═════ DATA SECTION ═════
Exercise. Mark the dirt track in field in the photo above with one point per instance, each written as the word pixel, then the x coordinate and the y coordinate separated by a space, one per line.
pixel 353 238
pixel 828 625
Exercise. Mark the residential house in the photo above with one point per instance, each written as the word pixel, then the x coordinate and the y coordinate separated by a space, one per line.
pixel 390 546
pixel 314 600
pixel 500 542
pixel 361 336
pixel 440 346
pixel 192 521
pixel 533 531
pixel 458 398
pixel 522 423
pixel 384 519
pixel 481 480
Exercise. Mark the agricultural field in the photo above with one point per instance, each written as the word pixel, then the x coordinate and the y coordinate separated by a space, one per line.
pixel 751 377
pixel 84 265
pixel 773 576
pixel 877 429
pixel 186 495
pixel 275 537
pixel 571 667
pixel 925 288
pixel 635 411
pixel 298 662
═════
═════ DATA SECTION ═════
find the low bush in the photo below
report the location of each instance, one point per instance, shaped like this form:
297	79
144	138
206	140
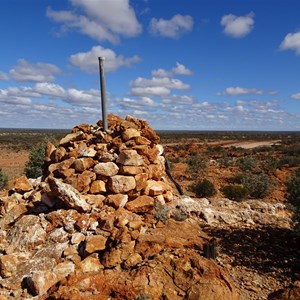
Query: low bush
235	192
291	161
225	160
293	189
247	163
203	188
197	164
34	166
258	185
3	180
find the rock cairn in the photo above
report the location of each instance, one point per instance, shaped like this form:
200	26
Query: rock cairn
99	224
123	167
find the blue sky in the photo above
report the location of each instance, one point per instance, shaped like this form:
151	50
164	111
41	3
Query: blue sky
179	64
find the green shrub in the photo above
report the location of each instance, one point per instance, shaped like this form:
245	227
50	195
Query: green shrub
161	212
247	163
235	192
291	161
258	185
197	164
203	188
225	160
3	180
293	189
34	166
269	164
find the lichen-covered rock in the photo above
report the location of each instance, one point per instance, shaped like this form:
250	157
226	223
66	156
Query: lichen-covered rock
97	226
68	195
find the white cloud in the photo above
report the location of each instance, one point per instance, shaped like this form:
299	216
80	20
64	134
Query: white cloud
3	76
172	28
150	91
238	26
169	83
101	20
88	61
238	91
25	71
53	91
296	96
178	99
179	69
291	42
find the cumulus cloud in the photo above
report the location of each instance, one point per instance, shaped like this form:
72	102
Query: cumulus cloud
═════
In the data above, start at the line that has "find the blue sky in the photo above", stop after the line that has "find the lichen-covered", and print every line in between exactly as it stands.

OUTPUT FOR THIS TASK:
find the blue sky in the photo above
report the location of each instance, one point per instance, shaped like this form:
151	50
164	111
41	3
Query: blue sky
179	64
find the green shrub in the photo above
report the location of each instance, one point per instance, shaped like this form:
245	227
50	195
Query: green shrub
161	212
247	163
235	192
291	161
258	185
197	164
203	188
225	160
3	180
293	189
34	166
269	164
find the lichen-covered rock in the photo above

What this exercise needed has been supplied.